해야 할 일:
아래 항목에서 "tricorn"라는 단어가 들어 있는 줄을 하나도 빠짐없이 모아 주세요. 대소문자는 구분합니다.

제공 자료:
———

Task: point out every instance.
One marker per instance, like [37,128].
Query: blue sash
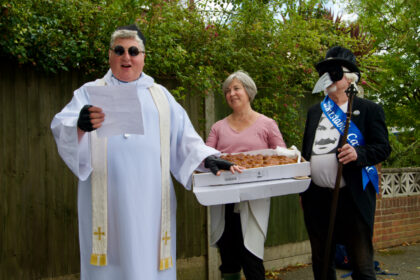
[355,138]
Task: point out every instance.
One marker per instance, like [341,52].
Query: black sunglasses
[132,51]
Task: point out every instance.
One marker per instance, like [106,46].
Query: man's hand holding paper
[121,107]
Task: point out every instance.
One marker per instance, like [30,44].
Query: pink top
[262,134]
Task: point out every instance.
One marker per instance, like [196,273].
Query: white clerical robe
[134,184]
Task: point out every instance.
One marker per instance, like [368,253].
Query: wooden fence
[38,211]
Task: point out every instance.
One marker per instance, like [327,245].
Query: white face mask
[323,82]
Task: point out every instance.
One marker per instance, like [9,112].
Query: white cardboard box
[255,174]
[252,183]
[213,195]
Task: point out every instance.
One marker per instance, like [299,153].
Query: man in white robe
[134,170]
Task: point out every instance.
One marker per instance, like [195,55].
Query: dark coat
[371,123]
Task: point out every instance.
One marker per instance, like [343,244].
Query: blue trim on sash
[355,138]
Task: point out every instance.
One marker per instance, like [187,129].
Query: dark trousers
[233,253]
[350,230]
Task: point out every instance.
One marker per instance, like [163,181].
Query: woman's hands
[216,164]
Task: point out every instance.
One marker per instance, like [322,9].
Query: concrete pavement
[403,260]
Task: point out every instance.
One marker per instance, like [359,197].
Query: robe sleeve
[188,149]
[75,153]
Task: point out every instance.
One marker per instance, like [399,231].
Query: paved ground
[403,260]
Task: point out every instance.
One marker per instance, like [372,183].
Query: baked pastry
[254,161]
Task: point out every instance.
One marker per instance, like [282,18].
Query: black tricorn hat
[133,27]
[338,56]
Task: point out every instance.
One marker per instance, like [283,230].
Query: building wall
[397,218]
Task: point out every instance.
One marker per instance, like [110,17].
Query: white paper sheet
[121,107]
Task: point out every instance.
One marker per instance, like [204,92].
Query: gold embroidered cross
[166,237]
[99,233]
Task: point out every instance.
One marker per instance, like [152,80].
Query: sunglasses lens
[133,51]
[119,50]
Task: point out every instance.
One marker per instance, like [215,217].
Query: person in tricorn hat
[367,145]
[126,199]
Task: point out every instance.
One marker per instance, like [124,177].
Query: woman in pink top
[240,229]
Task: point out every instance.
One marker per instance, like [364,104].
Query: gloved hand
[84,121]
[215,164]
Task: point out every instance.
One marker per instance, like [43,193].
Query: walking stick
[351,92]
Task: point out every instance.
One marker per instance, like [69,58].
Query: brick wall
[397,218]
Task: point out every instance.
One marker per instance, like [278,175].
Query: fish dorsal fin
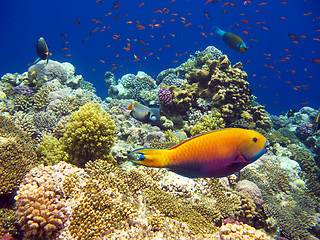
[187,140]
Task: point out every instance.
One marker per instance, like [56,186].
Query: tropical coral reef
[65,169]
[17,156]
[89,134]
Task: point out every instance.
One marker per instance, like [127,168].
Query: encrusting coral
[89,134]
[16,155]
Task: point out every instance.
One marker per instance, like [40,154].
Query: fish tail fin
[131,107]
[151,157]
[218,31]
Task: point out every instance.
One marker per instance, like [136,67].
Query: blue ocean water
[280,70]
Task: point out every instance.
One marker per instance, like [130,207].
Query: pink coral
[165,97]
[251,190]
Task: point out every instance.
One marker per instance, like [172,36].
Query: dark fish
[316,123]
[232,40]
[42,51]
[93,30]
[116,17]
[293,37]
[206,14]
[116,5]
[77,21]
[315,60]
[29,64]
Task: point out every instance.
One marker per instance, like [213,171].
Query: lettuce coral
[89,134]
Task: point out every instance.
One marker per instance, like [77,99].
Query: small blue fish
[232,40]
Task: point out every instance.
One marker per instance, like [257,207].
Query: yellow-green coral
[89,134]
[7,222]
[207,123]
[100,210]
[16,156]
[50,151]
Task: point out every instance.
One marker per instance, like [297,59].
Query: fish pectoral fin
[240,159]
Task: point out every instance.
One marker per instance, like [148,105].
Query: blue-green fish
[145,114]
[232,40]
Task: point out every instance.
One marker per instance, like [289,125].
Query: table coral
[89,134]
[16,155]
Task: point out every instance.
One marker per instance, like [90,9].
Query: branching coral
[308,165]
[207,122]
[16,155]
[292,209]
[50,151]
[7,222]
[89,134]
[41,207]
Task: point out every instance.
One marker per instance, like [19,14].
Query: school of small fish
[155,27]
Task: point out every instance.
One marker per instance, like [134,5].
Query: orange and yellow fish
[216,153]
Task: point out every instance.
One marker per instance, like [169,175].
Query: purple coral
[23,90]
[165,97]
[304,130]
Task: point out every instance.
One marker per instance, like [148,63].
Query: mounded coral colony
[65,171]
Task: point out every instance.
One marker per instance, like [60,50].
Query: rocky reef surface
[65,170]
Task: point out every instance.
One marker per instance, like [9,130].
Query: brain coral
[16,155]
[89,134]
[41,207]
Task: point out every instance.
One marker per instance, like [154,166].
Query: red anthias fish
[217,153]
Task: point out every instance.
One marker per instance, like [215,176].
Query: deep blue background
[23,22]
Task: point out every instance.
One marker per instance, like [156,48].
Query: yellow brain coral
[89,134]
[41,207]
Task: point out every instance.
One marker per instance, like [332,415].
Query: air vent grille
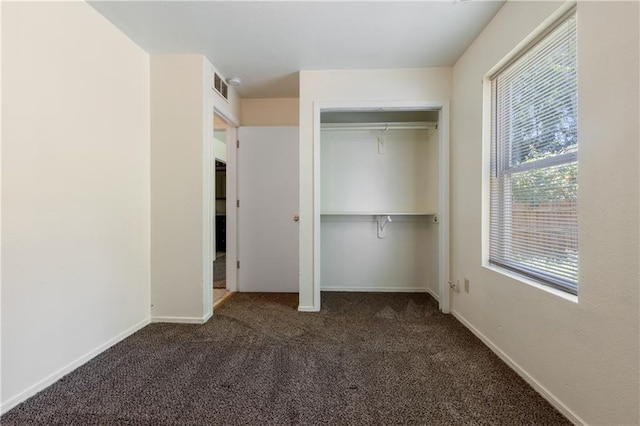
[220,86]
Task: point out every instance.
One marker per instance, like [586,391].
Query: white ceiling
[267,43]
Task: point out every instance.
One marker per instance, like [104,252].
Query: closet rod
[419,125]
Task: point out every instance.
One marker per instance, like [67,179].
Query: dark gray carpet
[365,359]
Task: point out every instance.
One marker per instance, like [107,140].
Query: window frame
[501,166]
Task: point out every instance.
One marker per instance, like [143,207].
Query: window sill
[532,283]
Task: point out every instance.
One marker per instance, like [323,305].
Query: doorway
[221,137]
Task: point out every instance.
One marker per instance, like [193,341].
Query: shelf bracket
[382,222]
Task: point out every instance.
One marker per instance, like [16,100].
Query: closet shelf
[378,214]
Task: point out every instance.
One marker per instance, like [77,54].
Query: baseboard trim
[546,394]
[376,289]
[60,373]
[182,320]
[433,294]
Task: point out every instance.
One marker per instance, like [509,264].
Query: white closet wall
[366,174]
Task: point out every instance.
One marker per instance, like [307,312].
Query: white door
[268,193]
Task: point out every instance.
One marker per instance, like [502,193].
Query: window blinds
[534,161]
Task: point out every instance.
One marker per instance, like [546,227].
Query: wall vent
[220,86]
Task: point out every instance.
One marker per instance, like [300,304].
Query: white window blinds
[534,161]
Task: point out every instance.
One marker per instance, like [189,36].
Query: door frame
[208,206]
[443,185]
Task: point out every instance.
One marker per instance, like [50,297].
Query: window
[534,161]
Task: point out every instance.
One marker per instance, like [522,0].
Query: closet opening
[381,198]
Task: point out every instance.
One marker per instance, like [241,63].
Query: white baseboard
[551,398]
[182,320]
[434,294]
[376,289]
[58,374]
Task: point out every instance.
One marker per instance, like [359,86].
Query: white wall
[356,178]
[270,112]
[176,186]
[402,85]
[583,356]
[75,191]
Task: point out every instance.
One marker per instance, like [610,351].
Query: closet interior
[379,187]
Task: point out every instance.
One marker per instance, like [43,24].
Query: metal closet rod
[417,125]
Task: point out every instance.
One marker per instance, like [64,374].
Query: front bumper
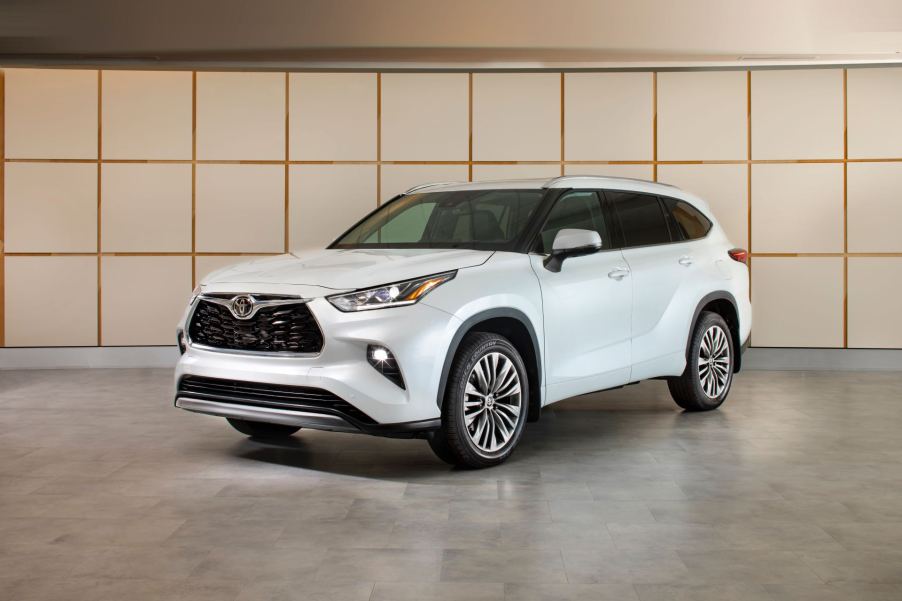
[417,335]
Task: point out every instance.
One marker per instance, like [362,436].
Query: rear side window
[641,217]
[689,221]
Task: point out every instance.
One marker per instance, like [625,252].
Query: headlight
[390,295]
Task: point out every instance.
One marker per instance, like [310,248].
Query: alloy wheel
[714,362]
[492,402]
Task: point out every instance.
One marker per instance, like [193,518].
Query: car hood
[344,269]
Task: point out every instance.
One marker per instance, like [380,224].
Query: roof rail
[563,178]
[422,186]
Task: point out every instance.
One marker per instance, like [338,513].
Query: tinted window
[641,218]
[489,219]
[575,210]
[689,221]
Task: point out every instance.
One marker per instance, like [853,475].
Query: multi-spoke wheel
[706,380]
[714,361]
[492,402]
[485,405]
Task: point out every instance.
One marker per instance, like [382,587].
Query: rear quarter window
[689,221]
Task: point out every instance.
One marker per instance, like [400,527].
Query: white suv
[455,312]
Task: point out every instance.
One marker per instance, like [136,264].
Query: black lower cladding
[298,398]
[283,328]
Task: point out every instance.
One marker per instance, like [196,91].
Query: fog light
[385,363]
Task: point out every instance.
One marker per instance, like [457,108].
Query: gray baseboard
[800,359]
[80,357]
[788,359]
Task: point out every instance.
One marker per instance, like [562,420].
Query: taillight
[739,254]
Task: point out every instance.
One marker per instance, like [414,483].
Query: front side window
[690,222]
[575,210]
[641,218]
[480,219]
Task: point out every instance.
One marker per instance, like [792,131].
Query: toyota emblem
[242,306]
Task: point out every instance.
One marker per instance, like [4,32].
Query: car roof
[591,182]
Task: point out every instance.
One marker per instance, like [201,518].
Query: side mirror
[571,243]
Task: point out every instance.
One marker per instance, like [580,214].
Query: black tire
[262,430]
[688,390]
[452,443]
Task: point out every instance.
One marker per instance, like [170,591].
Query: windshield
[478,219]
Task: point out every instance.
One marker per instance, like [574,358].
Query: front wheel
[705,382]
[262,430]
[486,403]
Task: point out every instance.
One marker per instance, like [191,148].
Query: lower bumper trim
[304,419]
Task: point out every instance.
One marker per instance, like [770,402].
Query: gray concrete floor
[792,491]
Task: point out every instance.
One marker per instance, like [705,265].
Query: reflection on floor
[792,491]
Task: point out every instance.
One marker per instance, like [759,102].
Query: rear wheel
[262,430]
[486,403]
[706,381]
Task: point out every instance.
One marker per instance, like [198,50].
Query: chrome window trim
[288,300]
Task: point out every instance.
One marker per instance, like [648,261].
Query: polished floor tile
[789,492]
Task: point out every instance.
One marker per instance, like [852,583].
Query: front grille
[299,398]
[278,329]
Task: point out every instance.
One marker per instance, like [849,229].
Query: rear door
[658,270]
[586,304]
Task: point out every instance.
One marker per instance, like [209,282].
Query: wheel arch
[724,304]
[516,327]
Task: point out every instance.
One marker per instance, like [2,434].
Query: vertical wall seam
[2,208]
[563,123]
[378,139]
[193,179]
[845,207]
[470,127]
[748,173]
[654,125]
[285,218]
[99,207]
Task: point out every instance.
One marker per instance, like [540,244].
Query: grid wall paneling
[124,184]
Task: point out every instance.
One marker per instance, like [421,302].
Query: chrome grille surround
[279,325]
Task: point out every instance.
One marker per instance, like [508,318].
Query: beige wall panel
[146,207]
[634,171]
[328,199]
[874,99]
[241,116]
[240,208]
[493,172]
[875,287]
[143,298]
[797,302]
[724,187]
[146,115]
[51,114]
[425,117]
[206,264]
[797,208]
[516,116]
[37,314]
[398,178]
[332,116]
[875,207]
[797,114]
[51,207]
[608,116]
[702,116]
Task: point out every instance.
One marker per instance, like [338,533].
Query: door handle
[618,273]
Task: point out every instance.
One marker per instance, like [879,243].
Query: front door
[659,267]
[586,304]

———

이번 결과:
Query: black tricorn hat
Query: person in tricorn hat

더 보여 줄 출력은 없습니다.